> Prompt
Copy out all of the material exactly as presented.

——

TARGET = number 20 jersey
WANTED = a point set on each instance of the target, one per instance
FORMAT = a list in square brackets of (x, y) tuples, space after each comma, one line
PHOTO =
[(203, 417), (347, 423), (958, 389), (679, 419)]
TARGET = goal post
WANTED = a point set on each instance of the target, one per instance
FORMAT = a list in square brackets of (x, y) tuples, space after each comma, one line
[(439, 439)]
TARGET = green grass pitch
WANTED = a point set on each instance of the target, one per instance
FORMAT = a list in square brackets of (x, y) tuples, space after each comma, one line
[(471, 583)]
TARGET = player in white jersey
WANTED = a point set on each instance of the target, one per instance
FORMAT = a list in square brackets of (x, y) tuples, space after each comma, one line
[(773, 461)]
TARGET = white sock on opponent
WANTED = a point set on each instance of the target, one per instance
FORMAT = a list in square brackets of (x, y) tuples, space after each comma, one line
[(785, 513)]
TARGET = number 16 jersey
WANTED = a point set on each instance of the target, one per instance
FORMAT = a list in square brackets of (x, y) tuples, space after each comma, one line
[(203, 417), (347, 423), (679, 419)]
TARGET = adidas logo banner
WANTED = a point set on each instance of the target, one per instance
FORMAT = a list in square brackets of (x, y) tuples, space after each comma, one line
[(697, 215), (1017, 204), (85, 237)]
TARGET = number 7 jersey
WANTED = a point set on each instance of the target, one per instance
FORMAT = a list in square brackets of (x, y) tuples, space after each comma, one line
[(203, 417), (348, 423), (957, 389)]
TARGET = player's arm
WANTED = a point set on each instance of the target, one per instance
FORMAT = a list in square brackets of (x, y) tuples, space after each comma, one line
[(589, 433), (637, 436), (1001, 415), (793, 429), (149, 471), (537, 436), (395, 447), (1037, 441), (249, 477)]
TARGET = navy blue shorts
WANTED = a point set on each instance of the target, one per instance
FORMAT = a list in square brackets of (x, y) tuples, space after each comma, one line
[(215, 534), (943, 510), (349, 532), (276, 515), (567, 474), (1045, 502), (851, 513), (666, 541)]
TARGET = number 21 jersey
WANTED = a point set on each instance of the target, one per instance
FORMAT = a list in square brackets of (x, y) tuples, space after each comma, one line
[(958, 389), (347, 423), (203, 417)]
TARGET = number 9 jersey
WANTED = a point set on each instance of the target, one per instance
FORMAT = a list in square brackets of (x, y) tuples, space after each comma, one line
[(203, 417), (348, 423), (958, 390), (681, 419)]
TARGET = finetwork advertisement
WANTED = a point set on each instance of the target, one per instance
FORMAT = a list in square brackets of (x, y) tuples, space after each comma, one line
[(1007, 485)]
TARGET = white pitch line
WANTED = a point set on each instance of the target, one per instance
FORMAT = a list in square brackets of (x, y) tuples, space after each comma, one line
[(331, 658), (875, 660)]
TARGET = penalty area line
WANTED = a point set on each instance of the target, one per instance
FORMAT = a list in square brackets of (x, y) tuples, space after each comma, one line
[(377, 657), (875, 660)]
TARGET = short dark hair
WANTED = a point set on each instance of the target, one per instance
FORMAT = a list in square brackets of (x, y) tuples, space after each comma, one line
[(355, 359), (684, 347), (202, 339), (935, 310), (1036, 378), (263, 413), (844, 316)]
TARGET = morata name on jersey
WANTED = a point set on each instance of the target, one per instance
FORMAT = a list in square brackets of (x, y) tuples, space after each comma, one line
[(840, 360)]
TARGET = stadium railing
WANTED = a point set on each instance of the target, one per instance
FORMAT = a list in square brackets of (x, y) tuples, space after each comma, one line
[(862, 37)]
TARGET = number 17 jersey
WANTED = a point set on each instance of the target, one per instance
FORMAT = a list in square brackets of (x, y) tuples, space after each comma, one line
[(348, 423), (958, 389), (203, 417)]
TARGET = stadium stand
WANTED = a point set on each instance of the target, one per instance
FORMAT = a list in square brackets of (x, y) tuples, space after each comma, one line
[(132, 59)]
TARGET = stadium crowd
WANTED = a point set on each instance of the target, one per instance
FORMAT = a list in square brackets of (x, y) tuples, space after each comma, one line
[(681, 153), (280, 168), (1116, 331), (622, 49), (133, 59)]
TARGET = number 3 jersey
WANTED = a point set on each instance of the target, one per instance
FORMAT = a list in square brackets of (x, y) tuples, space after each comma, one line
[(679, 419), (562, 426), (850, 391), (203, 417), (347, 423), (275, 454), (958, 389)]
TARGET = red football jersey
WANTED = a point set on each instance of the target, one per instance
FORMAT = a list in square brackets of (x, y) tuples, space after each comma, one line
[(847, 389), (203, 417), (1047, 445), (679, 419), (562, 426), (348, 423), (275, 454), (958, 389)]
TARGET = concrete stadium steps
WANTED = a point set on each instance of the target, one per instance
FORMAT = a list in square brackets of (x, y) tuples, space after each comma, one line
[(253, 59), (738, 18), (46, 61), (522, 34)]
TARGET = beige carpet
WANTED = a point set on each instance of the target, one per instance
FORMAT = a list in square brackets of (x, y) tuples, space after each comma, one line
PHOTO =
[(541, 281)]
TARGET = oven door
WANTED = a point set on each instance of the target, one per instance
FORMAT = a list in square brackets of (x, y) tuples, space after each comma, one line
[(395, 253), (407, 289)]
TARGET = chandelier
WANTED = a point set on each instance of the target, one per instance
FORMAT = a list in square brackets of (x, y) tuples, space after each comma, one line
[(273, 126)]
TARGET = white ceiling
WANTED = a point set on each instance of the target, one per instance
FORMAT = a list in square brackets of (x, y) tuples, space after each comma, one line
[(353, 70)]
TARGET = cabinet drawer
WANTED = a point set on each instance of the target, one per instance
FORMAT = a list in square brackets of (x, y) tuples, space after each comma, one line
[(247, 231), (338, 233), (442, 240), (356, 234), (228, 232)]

——

> Expected output
TARGET = number 20 jersey
WANTED = a point set on each instance of the target, one per instance
FORMAT = a list in square brackets of (x, y) tuples, space after each comma, one line
PHOTO =
[(203, 417), (347, 423), (958, 389), (679, 419)]
TARGET = goal post
WANTED = a point set on each instance of the target, one per instance
FORMAT = a list in square brackets of (x, y) tuples, space after each comma, one line
[(439, 439)]
TARGET = green grass pitch
WANTED = a point set on each instance of the target, one per instance
FORMAT = a list in square brackets of (x, y) tuples, space after each comma, one line
[(471, 583)]
TARGET = player in white jersey
WANTED = a point set on each instance of the target, one per instance
FORMAT = a list in square brackets of (x, y) tuples, space after each comma, one line
[(773, 461)]
TARGET = white sock on opponent
WANTED = a point set on each instance of the target, one per instance
FORMAT = a list in square brackets of (x, y) tuples, space after each comma, one line
[(785, 513)]
TARGET = number 16 jersey
WANTED = a point set on each instance of the target, one per instance
FORMAT = a list in square brackets of (x, y) tuples, space after each comma, one line
[(203, 417), (347, 423), (679, 419)]
TARGET = adidas logo banner
WANTED = a point set on each instance of the target, one per instance
FORMAT = a list in square brackets of (x, y) tuples, space after each comma, one line
[(697, 215), (1017, 204), (85, 237)]
TARGET = number 7 jersey
WANTED = a point set on each instance of the target, one per instance
FORMAT = a list in square brackets of (x, y) tuples, space after each comma, one line
[(203, 417), (348, 423), (957, 389)]
TARGET = player's arm
WANTED = a point set on each instance of the target, one per instance
FORMAT = a list in square brackets of (x, y) tuples, space after each comma, one line
[(589, 433), (637, 436), (1001, 415), (793, 429), (149, 471), (537, 436), (395, 447), (1037, 441), (249, 477)]
TARGET = navy blue shorts
WANTED = a point set on each instance of the target, one per instance
FORMAT = a list in square brackets of (x, y) tuples, space after each comma, one line
[(215, 534), (943, 510), (349, 532), (276, 515), (567, 474), (1045, 502), (851, 513), (666, 541)]
TARGET = number 21 jersey
WANTED = a point set on each instance of the target, one per instance
FORMAT = a list in square brackets of (x, y) tuples, space after each comma, one line
[(958, 389), (347, 423), (203, 417)]
TARGET = number 9 jersey
WANTED = a point set on each instance of the target, one per instance
FORMAT = a list in square brackets of (x, y) tuples, space after each comma, one line
[(203, 417), (348, 423), (958, 390), (681, 419)]
TARGET = finetwork advertisement
WANTED = a point set on each instance of the target, one per instance
FORMAT = a list in square brackets of (x, y) tuples, space after each comma, one line
[(1007, 485)]
TARGET = white pitch line
WANTED = a point set on each instance of the target, one per instance
FORMAT = a list in square brackets of (x, y) tuples, space after each comma, one line
[(331, 658), (875, 660)]
TARGET = penalty area line
WANTED = a point set on each instance of the target, one per instance
FORMAT = a list in square brackets of (x, y) tuples, space after each comma, one line
[(377, 657), (875, 660)]
TARGET = short dark hair
WANTED = a point set on each instance of the target, one per instance
FORMAT = a list in square brackets of (x, y) tuples, space after each comma, one line
[(355, 359), (684, 347), (202, 339), (935, 310), (1036, 378), (263, 413), (844, 316)]
TARGET = morata name on jersey
WANTED = a point set on each instance of the target, one per instance
FORMAT = a list in square brackets of (x, y) tuples, space after each comma, one line
[(840, 360)]
TARGET = stadium railing
WANTED = a point set on each instance of the target, one per instance
FORMAT = a list in square brackets of (x, y) tuples, space after each comma, one line
[(862, 37)]
TARGET = number 17 jersey
WANTED = a point set on each instance of the target, one per instance
FORMAT = a list in square brackets of (x, y) tuples, space after each comma, one line
[(348, 423), (958, 389), (203, 417)]
TARGET = stadium stand
WANTED = a point set on each instance of the target, one per instance
FORMAT = a list in square brackets of (x, y) tuples, space after each comma, one line
[(132, 59)]
TARGET = stadium crowd
WANTED = a point set on each instance of the target, one per instance
FORMAT = a list in square brackets of (x, y) tuples, space after each comma, one line
[(681, 153), (280, 168), (1116, 331), (622, 49), (133, 59)]
TARGET = number 3 jersey
WANTED = a point set on each instance of the target, one per instance
FORMAT = a list in square brackets of (x, y) tuples, space after each comma, one line
[(679, 419), (562, 426), (850, 391), (203, 417), (347, 423), (275, 454), (958, 389)]
TARGET = red football jersey
WANTED = a point set on each instance of the target, one per instance
FORMAT = a list in square brackets of (x, y) tuples, space after each comma, one line
[(847, 389), (203, 417), (1047, 445), (679, 419), (562, 426), (348, 423), (275, 454), (958, 389)]
TARGET = concrete stadium steps
WANTED = a point set on each instance of the target, one per instance
FORMAT = a list in square brackets of (x, y) tuples, space after each comma, one line
[(253, 59), (738, 18), (46, 61), (522, 34)]
TARGET = beige carpet
WANTED = a point set on each instance of the target, one per instance
FORMAT = a list in square brackets of (x, y) tuples, space after each comma, one line
PHOTO =
[(541, 281)]
TARGET = oven door
WANTED = a point set on each instance of the target, one per instance
FORMAT = a list in square brackets of (x, y) tuples, space after each comma, one line
[(395, 253), (407, 289)]
TARGET = chandelier
WANTED = a point set on each instance of the target, one per instance
FORMAT = a list in square brackets of (x, y) tuples, space after each comma, one line
[(273, 126)]
TARGET = white ceiling
WANTED = a point set on each instance of the target, one per instance
FORMAT = a list in square brackets of (x, y) tuples, space after each comma, one line
[(353, 70)]
TARGET = cabinet drawer
WANTED = a point set on each instance of the target, one per instance
FORMAT = a list in square brackets of (x, y) tuples, space after each comma, one line
[(247, 231), (338, 233), (442, 240), (356, 234), (228, 232)]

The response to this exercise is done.